▶ What you will do: Extract each line in the rows below that contains the string "handle". Case counts.

■ ■ ■

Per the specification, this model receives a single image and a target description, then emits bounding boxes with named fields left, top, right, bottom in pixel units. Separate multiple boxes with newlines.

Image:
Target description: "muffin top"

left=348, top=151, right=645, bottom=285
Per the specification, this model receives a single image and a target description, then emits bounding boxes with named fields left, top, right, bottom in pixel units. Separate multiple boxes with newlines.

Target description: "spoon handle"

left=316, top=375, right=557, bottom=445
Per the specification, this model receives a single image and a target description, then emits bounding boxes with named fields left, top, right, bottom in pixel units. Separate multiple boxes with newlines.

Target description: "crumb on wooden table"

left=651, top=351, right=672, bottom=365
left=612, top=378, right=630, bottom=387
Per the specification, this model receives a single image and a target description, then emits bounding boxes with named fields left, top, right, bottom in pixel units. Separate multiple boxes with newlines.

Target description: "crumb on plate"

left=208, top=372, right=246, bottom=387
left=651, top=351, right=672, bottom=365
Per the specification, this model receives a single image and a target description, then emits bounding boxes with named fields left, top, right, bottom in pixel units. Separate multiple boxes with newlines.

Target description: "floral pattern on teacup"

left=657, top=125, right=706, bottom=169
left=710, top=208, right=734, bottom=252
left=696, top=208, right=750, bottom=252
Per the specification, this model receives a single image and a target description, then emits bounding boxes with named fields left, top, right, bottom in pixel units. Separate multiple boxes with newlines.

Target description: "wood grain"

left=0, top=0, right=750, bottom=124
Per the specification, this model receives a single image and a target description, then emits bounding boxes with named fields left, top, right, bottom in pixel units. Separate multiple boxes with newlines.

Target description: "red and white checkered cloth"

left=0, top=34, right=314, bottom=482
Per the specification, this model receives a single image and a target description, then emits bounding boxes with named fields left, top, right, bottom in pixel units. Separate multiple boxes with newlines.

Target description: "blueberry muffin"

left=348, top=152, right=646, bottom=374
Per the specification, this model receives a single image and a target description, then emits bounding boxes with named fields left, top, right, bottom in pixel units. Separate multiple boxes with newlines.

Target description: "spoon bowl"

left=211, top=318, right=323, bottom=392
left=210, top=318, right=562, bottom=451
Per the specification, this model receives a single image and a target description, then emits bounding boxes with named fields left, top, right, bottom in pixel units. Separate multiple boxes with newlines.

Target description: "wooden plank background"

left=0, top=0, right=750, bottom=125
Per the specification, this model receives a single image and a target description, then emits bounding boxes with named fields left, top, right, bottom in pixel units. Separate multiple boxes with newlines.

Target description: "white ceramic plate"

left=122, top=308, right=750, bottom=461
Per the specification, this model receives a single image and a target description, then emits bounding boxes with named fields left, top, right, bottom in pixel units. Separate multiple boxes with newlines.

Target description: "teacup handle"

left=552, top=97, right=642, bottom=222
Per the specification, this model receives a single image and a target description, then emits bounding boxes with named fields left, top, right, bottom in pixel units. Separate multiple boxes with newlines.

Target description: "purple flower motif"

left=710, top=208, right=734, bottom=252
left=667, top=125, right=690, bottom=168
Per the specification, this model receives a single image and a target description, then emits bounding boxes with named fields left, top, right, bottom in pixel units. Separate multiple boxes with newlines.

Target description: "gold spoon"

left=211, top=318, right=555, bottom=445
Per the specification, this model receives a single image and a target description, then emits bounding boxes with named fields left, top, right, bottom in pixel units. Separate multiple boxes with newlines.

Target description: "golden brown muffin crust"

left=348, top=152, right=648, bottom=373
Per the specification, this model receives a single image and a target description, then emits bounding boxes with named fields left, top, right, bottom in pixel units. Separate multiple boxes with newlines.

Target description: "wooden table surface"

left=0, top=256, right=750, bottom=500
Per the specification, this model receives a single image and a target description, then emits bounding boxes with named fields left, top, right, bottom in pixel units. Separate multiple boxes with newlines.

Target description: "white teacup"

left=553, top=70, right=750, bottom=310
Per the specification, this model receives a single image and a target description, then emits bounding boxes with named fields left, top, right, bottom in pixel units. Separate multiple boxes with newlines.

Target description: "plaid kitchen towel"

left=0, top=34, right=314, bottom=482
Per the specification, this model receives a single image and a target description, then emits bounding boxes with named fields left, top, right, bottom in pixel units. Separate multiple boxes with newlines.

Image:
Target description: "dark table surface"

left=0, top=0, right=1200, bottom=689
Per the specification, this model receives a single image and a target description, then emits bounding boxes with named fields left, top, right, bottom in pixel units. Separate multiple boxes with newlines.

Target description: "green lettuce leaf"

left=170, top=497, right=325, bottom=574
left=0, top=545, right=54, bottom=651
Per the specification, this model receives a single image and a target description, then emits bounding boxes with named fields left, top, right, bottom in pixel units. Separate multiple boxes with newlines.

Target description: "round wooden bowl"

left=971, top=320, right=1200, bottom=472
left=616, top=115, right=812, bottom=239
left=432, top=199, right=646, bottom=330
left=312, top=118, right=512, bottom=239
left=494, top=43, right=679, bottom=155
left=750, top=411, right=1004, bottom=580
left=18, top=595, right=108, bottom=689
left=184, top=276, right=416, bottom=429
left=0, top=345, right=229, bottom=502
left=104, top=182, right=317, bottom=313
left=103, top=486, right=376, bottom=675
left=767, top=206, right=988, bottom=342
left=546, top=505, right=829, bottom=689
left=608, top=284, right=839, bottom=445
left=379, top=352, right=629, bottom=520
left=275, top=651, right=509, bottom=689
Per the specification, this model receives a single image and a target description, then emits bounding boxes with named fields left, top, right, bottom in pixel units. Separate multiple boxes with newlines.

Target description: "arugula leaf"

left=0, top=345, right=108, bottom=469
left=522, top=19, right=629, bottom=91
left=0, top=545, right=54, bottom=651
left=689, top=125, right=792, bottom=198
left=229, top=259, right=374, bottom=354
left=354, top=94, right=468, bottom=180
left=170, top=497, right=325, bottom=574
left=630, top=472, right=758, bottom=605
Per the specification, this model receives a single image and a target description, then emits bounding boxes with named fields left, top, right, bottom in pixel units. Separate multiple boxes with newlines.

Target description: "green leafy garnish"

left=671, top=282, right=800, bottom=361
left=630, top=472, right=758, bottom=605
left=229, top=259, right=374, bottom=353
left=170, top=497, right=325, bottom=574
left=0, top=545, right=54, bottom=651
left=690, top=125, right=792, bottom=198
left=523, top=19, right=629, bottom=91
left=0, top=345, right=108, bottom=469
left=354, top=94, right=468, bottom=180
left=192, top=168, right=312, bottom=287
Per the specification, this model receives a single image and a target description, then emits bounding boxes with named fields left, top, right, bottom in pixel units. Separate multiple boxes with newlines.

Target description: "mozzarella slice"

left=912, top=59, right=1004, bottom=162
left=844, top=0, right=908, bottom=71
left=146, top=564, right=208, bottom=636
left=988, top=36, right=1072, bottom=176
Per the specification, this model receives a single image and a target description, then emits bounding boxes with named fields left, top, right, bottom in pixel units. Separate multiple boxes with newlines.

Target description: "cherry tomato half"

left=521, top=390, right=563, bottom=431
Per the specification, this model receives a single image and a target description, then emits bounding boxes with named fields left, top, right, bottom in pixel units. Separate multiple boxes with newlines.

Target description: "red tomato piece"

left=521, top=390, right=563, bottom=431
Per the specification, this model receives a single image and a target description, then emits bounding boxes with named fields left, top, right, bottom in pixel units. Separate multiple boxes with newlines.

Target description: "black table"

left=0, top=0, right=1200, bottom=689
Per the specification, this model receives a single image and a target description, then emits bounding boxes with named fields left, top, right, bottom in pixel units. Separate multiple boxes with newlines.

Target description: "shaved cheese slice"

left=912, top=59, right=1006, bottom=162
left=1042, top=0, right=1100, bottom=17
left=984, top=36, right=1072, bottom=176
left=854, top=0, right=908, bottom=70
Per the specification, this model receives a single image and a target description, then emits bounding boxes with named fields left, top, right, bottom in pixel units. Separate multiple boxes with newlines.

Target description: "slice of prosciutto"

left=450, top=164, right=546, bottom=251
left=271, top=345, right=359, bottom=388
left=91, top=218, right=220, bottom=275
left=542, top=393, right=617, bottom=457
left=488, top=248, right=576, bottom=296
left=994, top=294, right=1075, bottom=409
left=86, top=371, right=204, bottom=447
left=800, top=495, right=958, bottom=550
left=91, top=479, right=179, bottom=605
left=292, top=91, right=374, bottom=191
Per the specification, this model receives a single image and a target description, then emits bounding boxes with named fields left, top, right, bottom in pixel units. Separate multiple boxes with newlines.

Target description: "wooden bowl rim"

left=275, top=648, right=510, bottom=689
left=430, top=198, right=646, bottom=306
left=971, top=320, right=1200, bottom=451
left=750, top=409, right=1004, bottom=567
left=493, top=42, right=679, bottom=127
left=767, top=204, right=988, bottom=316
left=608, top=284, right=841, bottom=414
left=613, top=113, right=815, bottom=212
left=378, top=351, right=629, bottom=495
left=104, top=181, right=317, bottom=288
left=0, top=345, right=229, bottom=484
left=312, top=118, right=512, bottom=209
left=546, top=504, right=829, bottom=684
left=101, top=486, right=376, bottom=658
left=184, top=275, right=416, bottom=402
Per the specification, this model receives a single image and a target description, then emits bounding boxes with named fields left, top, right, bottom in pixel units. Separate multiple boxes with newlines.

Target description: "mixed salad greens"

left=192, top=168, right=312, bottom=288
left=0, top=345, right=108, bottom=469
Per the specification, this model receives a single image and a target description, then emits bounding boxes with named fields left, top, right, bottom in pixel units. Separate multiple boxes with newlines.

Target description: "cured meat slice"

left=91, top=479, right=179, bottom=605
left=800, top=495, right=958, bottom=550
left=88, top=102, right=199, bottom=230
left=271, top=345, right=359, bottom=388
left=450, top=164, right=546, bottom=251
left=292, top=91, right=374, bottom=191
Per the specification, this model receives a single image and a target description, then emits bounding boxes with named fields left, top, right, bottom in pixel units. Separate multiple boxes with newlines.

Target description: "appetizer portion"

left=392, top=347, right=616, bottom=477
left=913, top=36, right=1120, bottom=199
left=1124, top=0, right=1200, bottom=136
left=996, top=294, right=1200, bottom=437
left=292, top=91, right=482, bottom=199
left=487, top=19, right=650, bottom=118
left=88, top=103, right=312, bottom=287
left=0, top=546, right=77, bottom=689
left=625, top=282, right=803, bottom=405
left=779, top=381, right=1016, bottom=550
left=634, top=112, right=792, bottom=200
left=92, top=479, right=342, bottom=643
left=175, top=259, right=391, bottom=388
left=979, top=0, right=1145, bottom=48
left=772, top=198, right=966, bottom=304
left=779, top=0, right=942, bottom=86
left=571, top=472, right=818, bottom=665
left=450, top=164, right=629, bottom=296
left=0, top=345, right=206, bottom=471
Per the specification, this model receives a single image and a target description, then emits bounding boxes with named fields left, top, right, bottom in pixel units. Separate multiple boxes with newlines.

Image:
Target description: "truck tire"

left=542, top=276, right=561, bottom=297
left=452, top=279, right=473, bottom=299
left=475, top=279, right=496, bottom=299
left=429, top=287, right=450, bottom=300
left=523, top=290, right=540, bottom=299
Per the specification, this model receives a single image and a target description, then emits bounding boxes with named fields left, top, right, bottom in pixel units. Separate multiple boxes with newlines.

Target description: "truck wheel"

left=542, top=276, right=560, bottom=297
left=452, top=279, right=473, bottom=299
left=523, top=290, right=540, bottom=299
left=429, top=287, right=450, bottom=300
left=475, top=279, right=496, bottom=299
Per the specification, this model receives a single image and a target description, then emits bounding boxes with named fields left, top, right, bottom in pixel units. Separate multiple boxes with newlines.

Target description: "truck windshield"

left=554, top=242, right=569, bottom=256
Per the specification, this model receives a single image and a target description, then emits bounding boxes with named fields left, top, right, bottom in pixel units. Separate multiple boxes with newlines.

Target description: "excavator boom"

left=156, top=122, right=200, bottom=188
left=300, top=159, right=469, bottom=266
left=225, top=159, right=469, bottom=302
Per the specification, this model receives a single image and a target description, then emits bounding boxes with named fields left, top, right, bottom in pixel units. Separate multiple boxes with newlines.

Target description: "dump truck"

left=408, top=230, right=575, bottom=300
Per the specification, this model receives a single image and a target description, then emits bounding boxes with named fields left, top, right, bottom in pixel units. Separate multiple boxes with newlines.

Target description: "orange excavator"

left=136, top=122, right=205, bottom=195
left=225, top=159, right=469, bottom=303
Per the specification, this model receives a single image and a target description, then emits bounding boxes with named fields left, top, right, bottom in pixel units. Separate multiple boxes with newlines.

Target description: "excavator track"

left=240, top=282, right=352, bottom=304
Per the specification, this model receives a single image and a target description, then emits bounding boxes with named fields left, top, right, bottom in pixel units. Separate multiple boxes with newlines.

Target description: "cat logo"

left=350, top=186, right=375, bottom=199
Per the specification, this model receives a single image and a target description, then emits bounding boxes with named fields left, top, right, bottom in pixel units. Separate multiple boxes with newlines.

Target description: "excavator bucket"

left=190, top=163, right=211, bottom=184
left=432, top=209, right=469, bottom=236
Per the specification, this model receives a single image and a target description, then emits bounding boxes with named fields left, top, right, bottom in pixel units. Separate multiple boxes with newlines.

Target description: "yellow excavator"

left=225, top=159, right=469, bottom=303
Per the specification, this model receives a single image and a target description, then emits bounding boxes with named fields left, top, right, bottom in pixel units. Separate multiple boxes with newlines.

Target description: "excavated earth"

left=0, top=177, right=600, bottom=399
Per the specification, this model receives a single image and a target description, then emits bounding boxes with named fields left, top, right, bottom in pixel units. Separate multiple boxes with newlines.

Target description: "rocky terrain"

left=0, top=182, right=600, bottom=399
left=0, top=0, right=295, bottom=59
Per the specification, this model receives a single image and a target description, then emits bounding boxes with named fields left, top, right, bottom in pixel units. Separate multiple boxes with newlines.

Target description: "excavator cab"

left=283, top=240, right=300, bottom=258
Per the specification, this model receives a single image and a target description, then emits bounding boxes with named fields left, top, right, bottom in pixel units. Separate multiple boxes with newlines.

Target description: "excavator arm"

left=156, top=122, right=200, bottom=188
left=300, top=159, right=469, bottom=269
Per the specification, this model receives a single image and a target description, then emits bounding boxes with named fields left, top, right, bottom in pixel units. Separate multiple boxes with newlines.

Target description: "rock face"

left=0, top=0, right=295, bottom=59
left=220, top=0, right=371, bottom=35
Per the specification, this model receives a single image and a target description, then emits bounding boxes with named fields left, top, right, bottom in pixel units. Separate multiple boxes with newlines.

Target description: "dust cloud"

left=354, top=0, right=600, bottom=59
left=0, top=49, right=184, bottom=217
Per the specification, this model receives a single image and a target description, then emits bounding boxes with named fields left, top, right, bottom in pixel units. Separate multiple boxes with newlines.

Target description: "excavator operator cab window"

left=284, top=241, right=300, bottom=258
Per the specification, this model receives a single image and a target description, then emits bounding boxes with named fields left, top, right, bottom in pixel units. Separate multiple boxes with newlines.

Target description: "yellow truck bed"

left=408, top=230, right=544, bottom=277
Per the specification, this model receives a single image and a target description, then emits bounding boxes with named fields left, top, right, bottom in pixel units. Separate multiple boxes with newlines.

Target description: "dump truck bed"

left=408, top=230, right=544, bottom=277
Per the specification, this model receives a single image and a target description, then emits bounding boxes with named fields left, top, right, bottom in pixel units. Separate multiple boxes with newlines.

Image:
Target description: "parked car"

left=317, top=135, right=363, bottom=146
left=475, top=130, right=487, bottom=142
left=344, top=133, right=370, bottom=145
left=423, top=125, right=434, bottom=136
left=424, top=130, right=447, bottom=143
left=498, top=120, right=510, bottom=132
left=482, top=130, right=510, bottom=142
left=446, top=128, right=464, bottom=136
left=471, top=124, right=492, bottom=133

■ ■ ■

▶ Expected answer:
Target description: "spoon handle"
Target description: "teacup handle"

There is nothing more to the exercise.